- [INFORMATION SHOWN]
==========

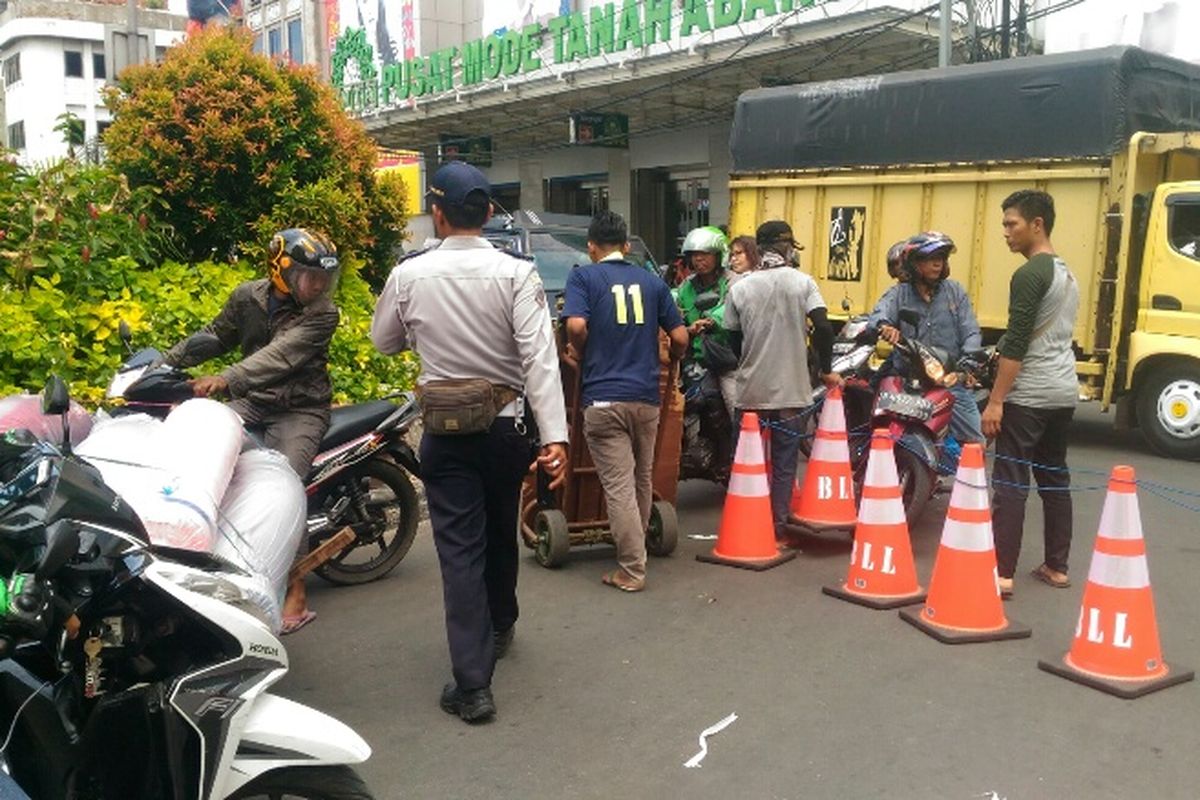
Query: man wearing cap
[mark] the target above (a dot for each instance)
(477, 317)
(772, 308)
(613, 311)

==========

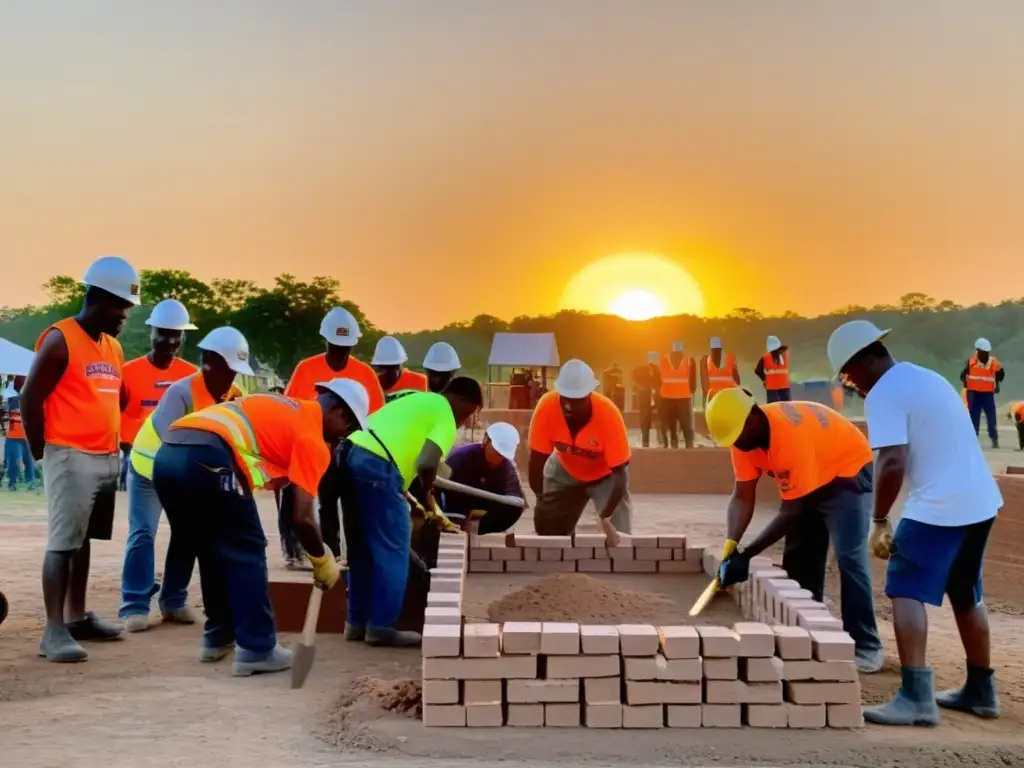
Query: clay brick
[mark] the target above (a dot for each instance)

==========

- [TO DO]
Identify every line in the listing above that contains the string "Query" and copy each of those lines in full, treating uppercase and lowercase letters as different.

- [RESULT OF THIS EXERCISE]
Query: man wearing cap
Query: clay brick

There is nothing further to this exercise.